» Extrait du texte:
● ● ● ● ● ● ●

Aujourd'hui,
j'ai lu le témoignage d'une amie à moi, ô combien cultivée et avancée sur le
chemin de la découverte de soi, à mes yeux, qui m'a beaucoup touchée et
attristée.
Elle
parle de son expérience lors d'une tentative d'embrigadement dans une secte. Elle
parle de la technique de manipulation que certaines personnes peuvent utiliser
pour pouvoir arriver à leurs fins.
Les
méthodes où les mots utilisés sont empruntés au vocabulaire du développement
personnel, d'où le côté inquiétant de mon point de vue. Parvenir à discerner
tel est notre enjeu lorsque nous désirons faire un chemin de travail sur soi.
Il y a tellement de propositions, et tellement de tout et du n'importe quoi...
Où
est la vérité ? Si tant est qu'il y en ait une.
A
nous de nous écouter, écouter notre cœur et décider de quelle voie nous voulons
vraiment suivre à l’intérieur.
Je
vous laisse découvrir ce témoignage poignant.
Laure Fontaine
Un retour à soi…Mon expérience avec une secte....
« Lorsque les mots perdent leurs sens, les gens perdent leurs
libertés », Confucius.
Eh
oui, toute naïve que je suis...cela m’est bien arrivé.

● ● ● ● ● ● ●

» Données affichées:
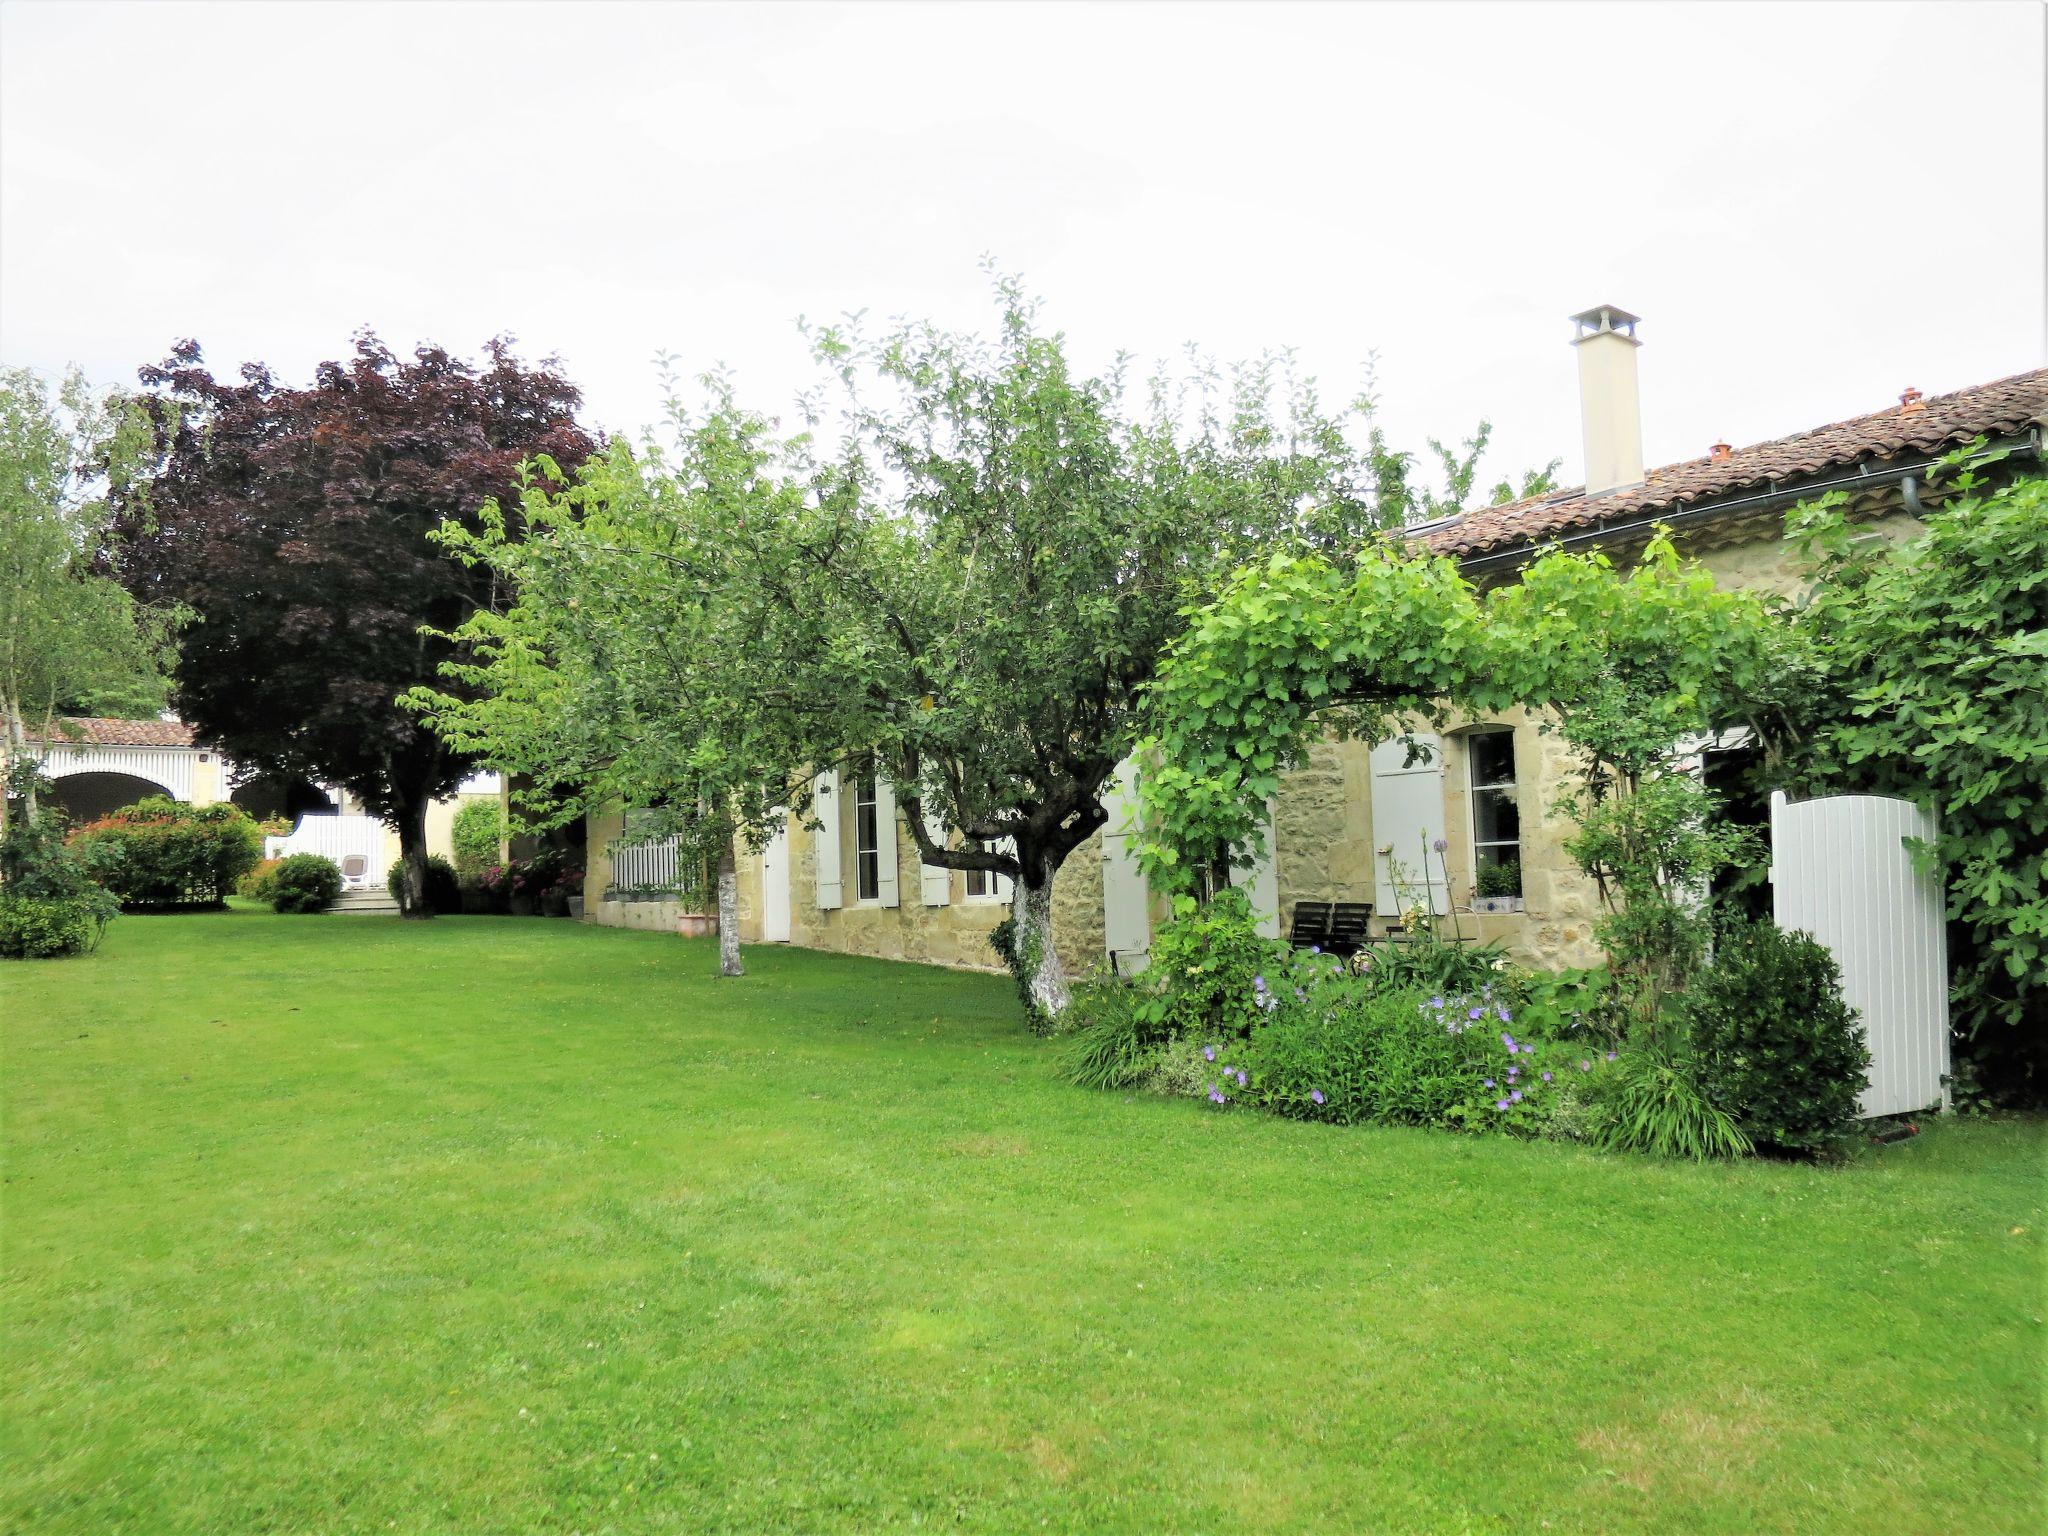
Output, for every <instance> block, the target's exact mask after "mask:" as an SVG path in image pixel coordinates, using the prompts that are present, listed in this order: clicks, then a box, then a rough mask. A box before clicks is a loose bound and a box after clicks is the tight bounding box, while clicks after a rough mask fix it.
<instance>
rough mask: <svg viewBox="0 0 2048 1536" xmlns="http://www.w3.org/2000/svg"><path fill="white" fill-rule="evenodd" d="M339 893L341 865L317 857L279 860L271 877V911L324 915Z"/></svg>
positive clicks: (332, 861)
mask: <svg viewBox="0 0 2048 1536" xmlns="http://www.w3.org/2000/svg"><path fill="white" fill-rule="evenodd" d="M340 893H342V868H340V864H336V862H334V860H332V858H322V856H319V854H293V856H291V858H281V860H279V866H276V870H272V874H270V909H272V911H326V909H328V907H332V905H334V899H336V897H338V895H340Z"/></svg>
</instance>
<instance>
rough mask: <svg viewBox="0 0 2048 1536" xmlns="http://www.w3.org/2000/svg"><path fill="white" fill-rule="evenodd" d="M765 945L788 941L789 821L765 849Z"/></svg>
mask: <svg viewBox="0 0 2048 1536" xmlns="http://www.w3.org/2000/svg"><path fill="white" fill-rule="evenodd" d="M762 942H764V944H786V942H788V821H784V823H782V829H780V831H776V836H774V838H770V840H768V846H766V848H762Z"/></svg>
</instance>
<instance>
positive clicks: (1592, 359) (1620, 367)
mask: <svg viewBox="0 0 2048 1536" xmlns="http://www.w3.org/2000/svg"><path fill="white" fill-rule="evenodd" d="M1571 319H1573V324H1575V326H1577V328H1579V334H1577V336H1575V338H1573V342H1571V344H1573V346H1575V348H1579V426H1581V430H1583V434H1585V494H1587V496H1599V494H1602V492H1614V489H1620V487H1624V485H1640V483H1642V395H1640V391H1638V389H1636V348H1638V346H1642V342H1638V340H1636V322H1638V315H1632V313H1628V311H1626V309H1616V307H1614V305H1612V303H1604V305H1599V307H1597V309H1587V311H1585V313H1583V315H1573V317H1571Z"/></svg>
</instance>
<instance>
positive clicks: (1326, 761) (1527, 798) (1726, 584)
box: [586, 512, 1919, 977]
mask: <svg viewBox="0 0 2048 1536" xmlns="http://www.w3.org/2000/svg"><path fill="white" fill-rule="evenodd" d="M1917 526H1919V524H1917V522H1915V520H1913V518H1911V516H1907V514H1903V512H1892V514H1886V516H1880V518H1874V520H1870V524H1868V528H1870V530H1872V532H1878V535H1880V537H1886V539H1907V537H1911V535H1913V532H1915V530H1917ZM1690 553H1692V555H1696V557H1698V559H1700V563H1702V565H1704V567H1706V569H1708V571H1712V573H1714V578H1716V580H1718V582H1720V584H1722V586H1729V588H1763V590H1772V592H1780V594H1788V596H1790V594H1796V592H1798V588H1800V584H1802V573H1800V567H1798V561H1796V557H1794V555H1792V551H1790V549H1788V547H1786V543H1784V539H1780V537H1776V532H1774V530H1769V528H1761V526H1757V528H1751V530H1741V532H1739V535H1737V537H1733V539H1731V541H1729V543H1722V545H1718V547H1708V545H1700V547H1696V549H1692V551H1690ZM1618 561H1620V563H1626V561H1628V555H1626V553H1618ZM1417 725H1419V723H1417ZM1479 727H1487V729H1499V727H1507V729H1511V731H1513V737H1516V784H1518V803H1520V811H1522V899H1524V909H1522V911H1518V913H1487V915H1479V913H1475V911H1473V909H1470V903H1473V895H1475V891H1473V819H1470V795H1468V782H1470V776H1468V774H1470V768H1468V762H1466V735H1468V733H1470V731H1473V729H1479ZM1427 729H1432V731H1438V733H1440V735H1442V737H1444V819H1446V838H1444V840H1446V844H1448V848H1446V852H1444V862H1446V866H1448V872H1450V891H1452V905H1454V909H1456V911H1454V918H1452V920H1450V922H1452V926H1454V928H1456V930H1458V932H1462V934H1466V936H1477V938H1481V940H1497V942H1501V944H1503V946H1505V948H1507V952H1509V954H1511V956H1513V958H1516V961H1520V963H1524V965H1532V967H1544V969H1559V967H1577V965H1595V963H1597V961H1599V948H1597V944H1595V942H1593V920H1595V918H1597V915H1599V899H1597V891H1595V889H1593V883H1591V881H1587V879H1585V877H1583V874H1579V870H1577V868H1575V864H1573V860H1571V856H1569V854H1567V852H1565V840H1567V838H1569V836H1571V831H1573V823H1571V821H1569V819H1567V817H1563V815H1559V813H1554V811H1552V809H1550V807H1554V805H1556V801H1559V797H1561V795H1563V793H1565V791H1567V786H1569V780H1571V764H1569V754H1567V750H1565V743H1563V741H1561V739H1559V737H1556V735H1554V733H1550V731H1544V729H1540V721H1538V719H1536V717H1532V715H1528V713H1526V711H1509V713H1505V715H1499V717H1491V719H1468V717H1450V719H1448V721H1444V723H1440V725H1436V727H1427ZM618 827H621V821H618V817H592V823H590V850H592V852H590V877H588V883H586V903H588V905H586V913H600V909H602V907H606V905H618V903H604V901H602V891H604V883H606V881H608V877H610V870H608V868H606V864H604V854H602V850H604V844H606V840H608V838H616V836H618ZM811 836H813V834H811V831H809V829H807V827H795V825H793V827H791V848H788V872H791V940H793V942H795V944H803V946H809V948H825V950H840V952H846V954H874V956H885V958H895V961H922V963H928V965H948V967H965V969H977V971H985V969H993V967H995V965H997V961H995V954H993V952H991V950H989V946H987V932H989V928H993V926H995V924H997V922H999V920H1001V918H1004V915H1008V903H1004V901H985V899H969V897H967V893H965V874H961V872H958V870H954V872H952V877H950V889H952V899H950V901H948V903H946V905H942V907H928V905H924V897H922V885H920V862H918V846H915V842H913V840H911V836H909V831H907V827H903V825H901V819H899V827H897V891H899V905H895V907H881V905H864V903H858V901H852V899H850V895H852V879H854V846H852V840H854V829H852V817H850V815H844V817H840V868H842V870H844V885H846V893H848V903H846V905H844V907H838V909H821V907H819V905H817V883H815V858H813V852H811ZM1274 844H1276V848H1274V862H1276V879H1278V891H1280V922H1282V932H1284V928H1286V924H1288V920H1290V915H1292V909H1294V903H1296V901H1374V899H1376V879H1374V838H1372V764H1370V748H1368V745H1366V743H1364V741H1321V743H1317V745H1315V748H1313V750H1311V752H1309V762H1307V764H1305V766H1303V768H1298V770H1296V772H1292V774H1288V776H1286V778H1284V780H1282V784H1280V793H1278V797H1276V799H1274ZM739 877H741V879H739V887H741V936H743V938H745V940H758V938H760V895H762V893H760V860H758V858H754V856H745V858H741V864H739ZM655 905H662V903H655ZM1161 915H1163V903H1157V901H1155V905H1153V924H1155V926H1157V922H1159V920H1161ZM1389 918H1391V913H1374V930H1378V932H1384V930H1386V926H1389ZM592 920H594V922H610V920H614V918H606V915H592ZM616 922H627V918H625V915H621V918H616ZM649 922H651V924H655V922H662V918H653V920H649ZM1053 938H1055V944H1057V946H1059V952H1061V961H1063V963H1065V965H1067V971H1069V975H1075V977H1079V975H1087V973H1090V971H1094V969H1098V967H1100V965H1102V958H1104V924H1102V838H1100V834H1098V836H1096V838H1090V840H1087V842H1085V844H1083V846H1081V848H1077V850H1075V852H1073V854H1071V856H1069V860H1067V864H1065V868H1061V872H1059V877H1057V881H1055V883H1053Z"/></svg>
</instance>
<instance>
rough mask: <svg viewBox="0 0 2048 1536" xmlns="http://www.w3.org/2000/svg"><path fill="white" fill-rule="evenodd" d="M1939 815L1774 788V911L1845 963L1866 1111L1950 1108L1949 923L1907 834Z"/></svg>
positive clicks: (1876, 804) (1929, 835)
mask: <svg viewBox="0 0 2048 1536" xmlns="http://www.w3.org/2000/svg"><path fill="white" fill-rule="evenodd" d="M1909 838H1911V840H1921V842H1933V838H1935V819H1933V817H1931V815H1929V813H1927V811H1921V809H1919V807H1917V805H1911V803H1909V801H1894V799H1886V797H1880V795H1831V797H1827V799H1819V801H1800V803H1796V805H1794V803H1792V801H1788V799H1786V797H1784V793H1778V795H1772V907H1774V915H1776V920H1778V926H1780V928H1786V930H1800V932H1806V934H1812V936H1815V938H1817V940H1821V942H1823V944H1827V948H1829V950H1831V952H1833V956H1835V963H1837V965H1839V967H1841V995H1843V997H1845V999H1847V1004H1849V1006H1851V1008H1855V1010H1858V1014H1862V1018H1864V1030H1866V1044H1868V1047H1870V1059H1872V1061H1870V1085H1868V1087H1866V1090H1864V1100H1862V1114H1864V1118H1870V1116H1876V1114H1911V1112H1915V1110H1925V1108H1927V1106H1931V1104H1946V1102H1948V1090H1946V1085H1944V1081H1942V1079H1944V1077H1948V1069H1950V1059H1948V928H1946V918H1944V903H1942V881H1939V879H1937V877H1935V874H1923V872H1921V870H1917V868H1915V866H1913V854H1911V850H1909V848H1907V840H1909Z"/></svg>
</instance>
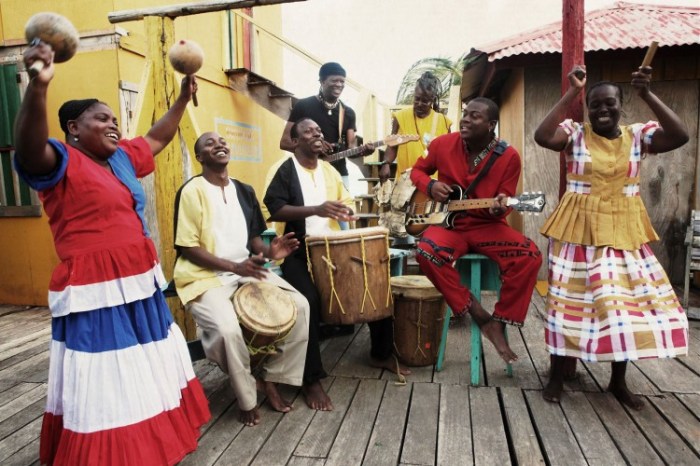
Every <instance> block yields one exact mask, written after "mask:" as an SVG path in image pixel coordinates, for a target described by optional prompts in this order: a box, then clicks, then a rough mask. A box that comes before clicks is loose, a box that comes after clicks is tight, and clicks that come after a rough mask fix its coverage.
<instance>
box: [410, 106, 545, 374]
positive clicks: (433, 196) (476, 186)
mask: <svg viewBox="0 0 700 466" xmlns="http://www.w3.org/2000/svg"><path fill="white" fill-rule="evenodd" d="M498 112H499V110H498V106H497V105H496V103H495V102H493V101H492V100H490V99H486V98H483V97H477V98H476V99H473V100H471V101H470V102H469V103H468V104H467V106H466V108H465V110H464V112H463V115H462V119H461V120H460V122H459V133H450V134H446V135H444V136H440V137H438V138H436V139H434V140H433V141H432V143H431V144H430V146H429V148H428V155H427V156H426V157H424V158H421V159H418V161H417V162H416V164H415V165H414V166H413V170H412V171H411V181H413V183H414V184H415V186H416V188H417V189H418V190H420V191H421V192H423V193H425V194H427V195H428V196H429V197H430V198H432V199H434V200H436V201H439V202H445V201H447V200H448V199H449V198H450V197H451V195H452V193H453V191H458V190H459V189H461V190H462V191H463V192H464V194H465V197H467V198H470V199H481V198H491V199H493V201H492V202H491V205H490V207H488V208H483V209H471V210H467V211H464V212H462V213H460V214H457V215H455V216H454V218H453V221H452V222H451V225H452V227H451V228H447V227H445V226H442V225H441V226H437V225H432V226H429V227H428V228H427V229H426V230H425V232H424V233H423V235H422V236H421V238H420V240H419V241H418V247H417V254H416V259H417V261H418V264H419V266H420V268H421V270H422V271H423V273H424V274H425V275H426V276H427V277H428V278H429V279H430V281H431V282H433V284H434V285H435V287H436V288H437V289H438V290H439V291H440V292H441V293H442V294H443V296H444V297H445V300H446V301H447V304H448V305H449V306H450V308H451V309H452V312H453V313H454V314H455V315H456V316H463V315H464V314H466V313H467V312H468V313H469V314H470V315H471V317H472V319H474V321H475V322H476V323H477V324H478V325H479V327H480V329H481V332H482V333H483V335H484V336H485V337H486V338H487V339H488V340H489V341H491V343H492V344H493V345H494V346H495V348H496V350H497V351H498V353H499V355H500V356H501V358H503V359H504V360H505V361H506V362H508V363H511V362H514V361H516V360H517V359H518V357H517V355H516V354H515V353H514V352H513V351H512V350H511V349H510V347H509V346H508V342H507V341H506V338H505V331H504V329H505V324H511V325H516V326H522V325H523V322H524V321H525V316H526V314H527V308H528V305H529V303H530V297H531V295H532V290H533V288H534V286H535V283H536V281H537V272H538V270H539V268H540V265H541V264H542V256H541V254H540V251H539V250H538V249H537V246H536V245H535V243H534V242H532V241H531V240H530V239H529V238H527V237H525V236H524V235H523V234H522V233H520V232H518V231H516V230H515V229H513V228H512V227H511V226H510V225H508V223H507V222H506V216H507V214H508V213H510V211H511V209H510V207H508V198H509V196H513V195H514V194H515V190H516V188H517V184H518V179H519V178H520V171H521V160H520V155H519V154H518V152H517V151H516V150H515V148H513V147H512V146H509V145H508V143H506V142H505V141H501V140H499V139H498V138H496V136H495V132H494V130H495V128H496V124H497V123H498ZM436 171H437V172H438V179H437V180H431V178H430V175H432V174H433V173H435V172H436ZM466 253H478V254H483V255H485V256H487V257H489V258H490V259H492V260H493V261H494V262H496V263H497V264H498V268H499V270H500V272H501V283H502V284H501V294H500V299H499V300H498V302H497V303H496V307H495V310H494V312H493V314H489V313H488V312H487V311H486V310H485V309H484V308H483V307H482V306H481V304H480V303H479V302H478V301H477V300H476V299H474V297H473V296H472V294H471V293H470V291H469V289H468V288H467V287H465V286H464V285H462V284H461V283H460V277H459V273H458V272H457V270H456V269H455V268H454V262H455V261H456V260H457V259H458V258H459V257H461V256H462V255H464V254H466Z"/></svg>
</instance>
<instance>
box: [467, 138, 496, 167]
mask: <svg viewBox="0 0 700 466" xmlns="http://www.w3.org/2000/svg"><path fill="white" fill-rule="evenodd" d="M496 144H498V138H493V139H491V142H489V143H488V144H487V145H486V147H484V150H482V151H481V152H479V155H477V156H476V157H474V166H475V167H476V166H477V165H479V163H480V162H481V161H482V160H484V157H486V156H487V155H488V154H489V152H491V151H492V150H493V148H494V147H496ZM464 149H465V152H468V149H467V143H466V142H465V143H464Z"/></svg>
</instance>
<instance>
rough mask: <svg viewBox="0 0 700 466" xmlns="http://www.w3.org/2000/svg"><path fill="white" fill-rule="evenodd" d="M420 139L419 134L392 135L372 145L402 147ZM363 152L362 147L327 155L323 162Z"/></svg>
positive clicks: (353, 155) (354, 148) (417, 140)
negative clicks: (406, 143)
mask: <svg viewBox="0 0 700 466" xmlns="http://www.w3.org/2000/svg"><path fill="white" fill-rule="evenodd" d="M419 139H420V137H419V136H418V135H417V134H392V135H390V136H387V137H385V138H384V139H380V140H379V141H374V142H372V143H371V144H372V145H373V146H374V147H375V149H376V148H379V147H381V146H389V147H394V146H400V145H401V144H406V143H407V142H411V141H418V140H419ZM363 150H364V149H363V148H362V146H358V147H354V148H352V149H348V150H344V151H342V152H336V153H335V154H330V155H325V156H323V160H325V161H326V162H336V161H338V160H340V159H342V158H344V157H353V156H356V155H360V154H361V153H362V151H363Z"/></svg>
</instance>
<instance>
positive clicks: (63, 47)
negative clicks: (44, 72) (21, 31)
mask: <svg viewBox="0 0 700 466" xmlns="http://www.w3.org/2000/svg"><path fill="white" fill-rule="evenodd" d="M24 36H25V38H26V39H27V42H28V43H29V45H30V46H32V48H37V46H38V45H39V44H40V43H42V42H43V43H44V44H48V46H49V47H48V48H49V49H50V50H53V54H52V55H51V57H48V56H47V55H46V52H45V51H39V50H34V51H33V52H35V53H31V52H30V53H25V63H27V61H30V63H29V66H28V68H27V71H28V73H29V75H30V76H31V77H32V78H34V77H36V76H37V75H38V74H39V73H40V72H41V70H42V69H43V68H44V67H47V66H49V65H50V64H51V63H62V62H65V61H68V60H70V59H71V58H73V55H75V52H76V51H77V50H78V43H79V42H80V37H79V35H78V31H77V30H76V29H75V27H74V26H73V24H71V22H70V21H68V19H67V18H65V17H64V16H61V15H59V14H56V13H51V12H42V13H37V14H35V15H34V16H32V17H31V18H29V21H27V24H26V25H25V26H24ZM52 76H53V74H52ZM50 79H51V78H50V77H49V80H50Z"/></svg>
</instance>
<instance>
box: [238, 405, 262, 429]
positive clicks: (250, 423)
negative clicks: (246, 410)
mask: <svg viewBox="0 0 700 466" xmlns="http://www.w3.org/2000/svg"><path fill="white" fill-rule="evenodd" d="M238 420H239V421H241V422H242V423H243V424H245V425H246V426H247V427H254V426H257V425H258V424H260V413H259V412H258V407H257V406H256V407H255V408H253V409H251V410H250V411H241V414H240V416H239V417H238Z"/></svg>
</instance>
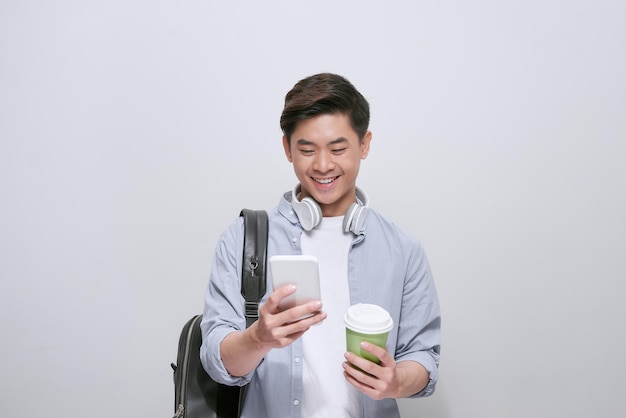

● ● ● ● ● ● ●

» Consigne: Poursuivez le texte sur l'embrigadement dans une secte après sa dernière phrase.

» Résultat:
J’en
suis encore toute retournée. Je me suis rendue compte, trop tard, mise devant
le fait accompli, qu’une de mes amies me manipulait depuis plusieurs mois, tout
ça pour me conduire à une conférence. « Tu ne vas probablement pas tout
comprendre, mais ce sera très intéressant, ça devrait te plaire », me
disait-elle alors pour présenter cette soirée. Le discours est caché et assez
nébuleux. Je ne me suis pas méfiée une seconde. J’avais promis de
l’accompagner. Elle est mon amie. Je suis son amie. Cela suffisait. Par ces
liens d’indéfectible confiance, je lui avais promis de venir avec elle car elle
pensait y rencontrer une personne qui, selon elle, allait la faire se sentir
mal. Son ex. Elle avait peur de la croiser, ne savait pas comment elle allait
réagir en sa présence...alors pour la soutenir, lui montrer qu’elle n’était pas
seule, pour l’épauler, j’ai dit oui, pour la rassurer.
Quelle idiote je fais !
Quelle idiote je fais !
Vers
19h30, nous voilà parties avec l’une de ses amies (adepte comme elle, je m’en
rendrais compte plus tard) à cette soirée. Arrivées au lieu-dit, nous sommes
rentrées dans une salle, pas très grande, des chaises étaient disposées en arc
de cercle autour d’un fauteuil central qui allait servir à l’intervenant.
Je
fus surprise par le nombre de personnes présentes. Facilement une cinquantaine.
Pas de pub, ni de flyers, pas d’affiches ni de présentation de la personne ou
du sujet...étrange. Mais cette question je ne me la suis pas posée tout de
suite. J’étais en confiance, avec une amie.
Chacun
prend place, et je constate l’air solennel qui découle de l’atmosphère :
je ressens quelque chose de plutôt pesant, je sens bien qu’il n’est pas
question ni d’interrompre, ni même de bouger...il ne faut pas déranger le
maître.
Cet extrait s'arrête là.